*Problem statement:* Convert the records below into a two-column CSV with the headers instruction and output. Put one row per record, with its text under instruction and its answer under output. Wrap each field in quotes, replace line breaks with spaces, and leave the pictures out.

---*---

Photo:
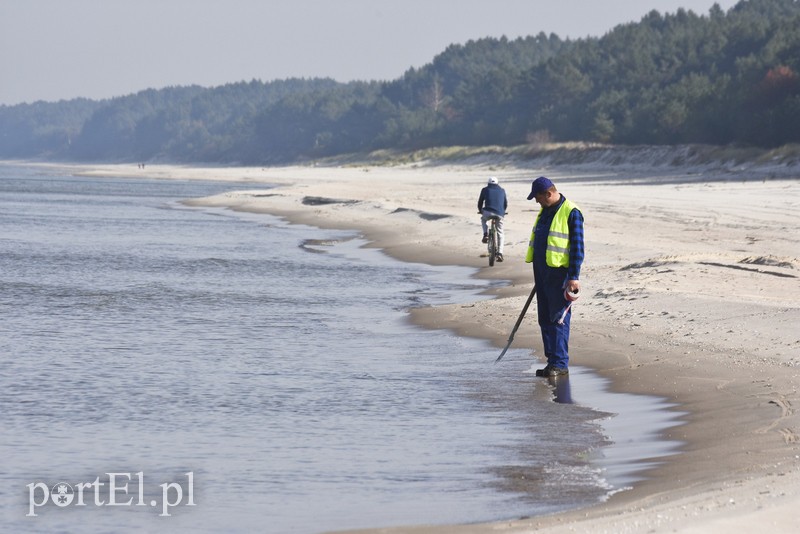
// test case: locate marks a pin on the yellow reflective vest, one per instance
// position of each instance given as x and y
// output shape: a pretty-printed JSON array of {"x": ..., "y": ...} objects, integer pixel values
[{"x": 557, "y": 254}]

---*---

*Finished task:*
instruction,output
"Photo: // test case: locate marks a pin on the yellow reflective vest, one per instance // position of each instance given as x and y // output shape: a pretty-printed JSON array of {""x"": ..., ""y"": ...} objects, integer pixel values","[{""x"": 557, ""y"": 254}]"